» OBJECTIVE
Copy the lines of the listing below verbatim, starting with the line that contains "Expected: a point inside each instance of the light" and continuing through the end of the listing.

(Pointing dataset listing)
^^^^^^^^^^^^^^^^
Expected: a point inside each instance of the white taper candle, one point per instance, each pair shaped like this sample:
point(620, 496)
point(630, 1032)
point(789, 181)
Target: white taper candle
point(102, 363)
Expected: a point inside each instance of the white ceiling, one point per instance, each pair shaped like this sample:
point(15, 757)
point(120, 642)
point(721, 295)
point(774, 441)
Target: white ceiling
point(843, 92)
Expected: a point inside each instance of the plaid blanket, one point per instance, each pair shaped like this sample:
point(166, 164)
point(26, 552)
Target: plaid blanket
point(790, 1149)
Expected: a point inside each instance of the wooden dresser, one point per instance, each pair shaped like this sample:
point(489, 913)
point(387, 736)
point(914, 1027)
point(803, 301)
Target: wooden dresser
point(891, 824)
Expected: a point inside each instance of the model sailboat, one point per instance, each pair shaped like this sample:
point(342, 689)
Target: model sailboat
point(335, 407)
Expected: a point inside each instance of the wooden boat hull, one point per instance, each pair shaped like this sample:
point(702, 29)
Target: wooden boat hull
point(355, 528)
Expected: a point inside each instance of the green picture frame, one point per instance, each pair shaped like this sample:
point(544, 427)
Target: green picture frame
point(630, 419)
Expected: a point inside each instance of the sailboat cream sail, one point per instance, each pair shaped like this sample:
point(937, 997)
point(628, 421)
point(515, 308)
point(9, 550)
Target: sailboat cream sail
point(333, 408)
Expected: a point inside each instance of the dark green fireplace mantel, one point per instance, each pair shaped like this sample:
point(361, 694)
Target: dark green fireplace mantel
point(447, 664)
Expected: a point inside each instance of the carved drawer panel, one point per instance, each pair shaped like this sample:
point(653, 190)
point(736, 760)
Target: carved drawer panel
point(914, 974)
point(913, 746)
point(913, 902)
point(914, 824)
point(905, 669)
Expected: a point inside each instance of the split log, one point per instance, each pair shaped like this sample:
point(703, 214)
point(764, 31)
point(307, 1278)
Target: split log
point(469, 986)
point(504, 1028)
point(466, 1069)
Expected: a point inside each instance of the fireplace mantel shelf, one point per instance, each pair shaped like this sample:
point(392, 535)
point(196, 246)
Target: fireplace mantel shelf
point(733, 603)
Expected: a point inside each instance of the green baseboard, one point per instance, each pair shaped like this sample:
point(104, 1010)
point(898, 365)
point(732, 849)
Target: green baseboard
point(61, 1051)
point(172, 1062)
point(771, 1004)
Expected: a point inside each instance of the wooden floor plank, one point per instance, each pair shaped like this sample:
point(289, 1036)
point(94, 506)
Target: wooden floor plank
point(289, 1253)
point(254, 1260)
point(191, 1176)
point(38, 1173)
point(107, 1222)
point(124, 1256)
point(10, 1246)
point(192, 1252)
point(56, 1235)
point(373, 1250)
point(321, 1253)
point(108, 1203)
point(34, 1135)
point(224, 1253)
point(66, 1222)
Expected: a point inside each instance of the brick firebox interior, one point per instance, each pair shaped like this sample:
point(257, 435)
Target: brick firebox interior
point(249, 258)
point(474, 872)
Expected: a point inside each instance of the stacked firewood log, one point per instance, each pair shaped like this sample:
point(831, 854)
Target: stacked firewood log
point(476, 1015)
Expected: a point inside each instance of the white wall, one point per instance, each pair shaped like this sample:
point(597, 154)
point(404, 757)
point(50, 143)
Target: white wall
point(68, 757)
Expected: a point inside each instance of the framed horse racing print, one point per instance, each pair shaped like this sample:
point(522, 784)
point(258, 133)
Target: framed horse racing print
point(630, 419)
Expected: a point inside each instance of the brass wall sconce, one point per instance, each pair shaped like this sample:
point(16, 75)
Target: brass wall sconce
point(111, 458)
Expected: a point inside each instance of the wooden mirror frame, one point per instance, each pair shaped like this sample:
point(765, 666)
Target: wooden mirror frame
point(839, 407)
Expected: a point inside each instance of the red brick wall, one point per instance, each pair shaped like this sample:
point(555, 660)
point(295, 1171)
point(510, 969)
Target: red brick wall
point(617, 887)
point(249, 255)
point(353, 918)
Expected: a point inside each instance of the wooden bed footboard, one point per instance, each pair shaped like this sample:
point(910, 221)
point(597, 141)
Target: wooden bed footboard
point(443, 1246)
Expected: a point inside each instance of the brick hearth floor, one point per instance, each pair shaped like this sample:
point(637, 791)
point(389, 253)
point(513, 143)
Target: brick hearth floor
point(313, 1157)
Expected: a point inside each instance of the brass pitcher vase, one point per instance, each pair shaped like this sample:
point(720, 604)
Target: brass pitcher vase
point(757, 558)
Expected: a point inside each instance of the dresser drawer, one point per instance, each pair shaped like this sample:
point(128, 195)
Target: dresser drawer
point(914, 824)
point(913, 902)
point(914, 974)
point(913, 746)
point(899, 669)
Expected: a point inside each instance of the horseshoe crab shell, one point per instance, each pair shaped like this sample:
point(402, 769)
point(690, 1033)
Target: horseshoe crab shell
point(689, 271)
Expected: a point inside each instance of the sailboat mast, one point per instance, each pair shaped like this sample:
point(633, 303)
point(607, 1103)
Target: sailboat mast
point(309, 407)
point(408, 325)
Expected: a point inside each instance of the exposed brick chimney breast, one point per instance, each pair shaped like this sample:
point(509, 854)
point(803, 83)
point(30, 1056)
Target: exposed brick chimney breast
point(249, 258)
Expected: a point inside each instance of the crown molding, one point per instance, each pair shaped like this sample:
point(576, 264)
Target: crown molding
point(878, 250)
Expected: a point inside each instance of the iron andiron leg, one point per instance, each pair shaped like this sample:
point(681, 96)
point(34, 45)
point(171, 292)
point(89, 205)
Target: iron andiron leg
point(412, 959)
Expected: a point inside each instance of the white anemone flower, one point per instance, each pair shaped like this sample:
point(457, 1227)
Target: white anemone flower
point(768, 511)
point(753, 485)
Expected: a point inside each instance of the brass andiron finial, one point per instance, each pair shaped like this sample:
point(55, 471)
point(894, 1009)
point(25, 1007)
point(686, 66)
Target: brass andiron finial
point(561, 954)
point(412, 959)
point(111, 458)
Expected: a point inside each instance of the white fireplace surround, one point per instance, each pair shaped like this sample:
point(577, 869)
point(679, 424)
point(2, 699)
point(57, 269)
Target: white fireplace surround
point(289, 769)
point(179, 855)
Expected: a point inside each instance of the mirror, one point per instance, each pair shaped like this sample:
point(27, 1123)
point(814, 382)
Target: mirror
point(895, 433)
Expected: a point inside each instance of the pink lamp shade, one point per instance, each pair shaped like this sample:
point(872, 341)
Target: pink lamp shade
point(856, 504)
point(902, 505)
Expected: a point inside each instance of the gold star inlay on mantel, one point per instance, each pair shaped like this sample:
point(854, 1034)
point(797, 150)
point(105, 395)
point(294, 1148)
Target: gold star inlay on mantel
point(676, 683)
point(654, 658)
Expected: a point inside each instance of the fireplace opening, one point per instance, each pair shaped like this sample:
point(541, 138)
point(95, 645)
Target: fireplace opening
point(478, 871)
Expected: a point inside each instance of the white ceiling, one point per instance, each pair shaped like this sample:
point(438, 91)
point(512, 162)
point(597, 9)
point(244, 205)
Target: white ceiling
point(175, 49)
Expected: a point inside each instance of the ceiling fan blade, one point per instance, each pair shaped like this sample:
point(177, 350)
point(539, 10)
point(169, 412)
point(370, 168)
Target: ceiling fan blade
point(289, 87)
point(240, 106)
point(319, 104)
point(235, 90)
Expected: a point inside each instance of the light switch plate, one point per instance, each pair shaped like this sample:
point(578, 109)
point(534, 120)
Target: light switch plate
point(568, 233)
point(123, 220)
^^^^^^^^^^^^^^^^
» CORRECT OUTPUT
Expected: a point inside each instance of the light switch plate, one point per instance, each pair shaped like this sample:
point(578, 109)
point(534, 120)
Target: light switch plate
point(568, 233)
point(123, 220)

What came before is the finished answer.